* _Work to complete_
Set every record down again, exactly and completely.
____ Study material
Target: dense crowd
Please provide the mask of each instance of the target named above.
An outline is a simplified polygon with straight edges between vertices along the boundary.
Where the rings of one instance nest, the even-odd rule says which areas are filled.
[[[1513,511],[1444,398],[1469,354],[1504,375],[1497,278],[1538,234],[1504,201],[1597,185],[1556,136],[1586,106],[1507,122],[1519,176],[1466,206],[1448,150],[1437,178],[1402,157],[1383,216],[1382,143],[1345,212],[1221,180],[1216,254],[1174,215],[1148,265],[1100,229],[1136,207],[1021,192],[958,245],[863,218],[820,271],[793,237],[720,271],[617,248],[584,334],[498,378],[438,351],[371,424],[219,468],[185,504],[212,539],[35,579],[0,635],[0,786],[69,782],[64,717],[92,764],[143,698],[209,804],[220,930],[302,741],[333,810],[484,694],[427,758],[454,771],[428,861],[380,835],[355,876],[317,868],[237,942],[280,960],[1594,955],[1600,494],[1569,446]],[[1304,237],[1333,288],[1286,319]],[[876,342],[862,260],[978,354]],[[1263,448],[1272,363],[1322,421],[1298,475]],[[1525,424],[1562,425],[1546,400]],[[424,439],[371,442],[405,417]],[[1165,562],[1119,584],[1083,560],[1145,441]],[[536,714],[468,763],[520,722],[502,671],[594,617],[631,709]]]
________
* _Solution to the problem_
Target: dense crowd
Please provide the mask of each instance of the target named above.
An outline is a simplified polygon with straight edges between vertices along the boundary.
Where the rings of one instance nest, the even-odd rule says which areas are filled.
[[[1513,511],[1444,398],[1469,354],[1504,375],[1497,278],[1538,234],[1504,201],[1597,185],[1556,136],[1586,106],[1507,122],[1519,176],[1466,206],[1448,150],[1437,178],[1402,157],[1383,216],[1382,143],[1345,212],[1221,180],[1216,254],[1174,215],[1148,265],[1100,229],[1136,207],[1021,192],[958,245],[863,218],[820,271],[793,237],[720,271],[617,248],[584,334],[498,378],[438,351],[371,424],[219,468],[185,504],[212,539],[35,579],[0,635],[0,786],[69,782],[64,717],[92,764],[143,698],[209,804],[220,930],[302,741],[333,810],[484,694],[427,758],[454,771],[428,861],[380,835],[355,876],[317,868],[237,942],[280,960],[1594,955],[1600,494],[1569,446]],[[1304,237],[1333,288],[1286,319]],[[876,342],[862,260],[978,354]],[[1263,448],[1272,363],[1322,421],[1298,475]],[[1525,424],[1562,425],[1546,400]],[[424,439],[371,442],[405,417]],[[1165,562],[1119,584],[1083,560],[1145,441]],[[536,714],[468,763],[520,722],[502,671],[594,617],[631,709]]]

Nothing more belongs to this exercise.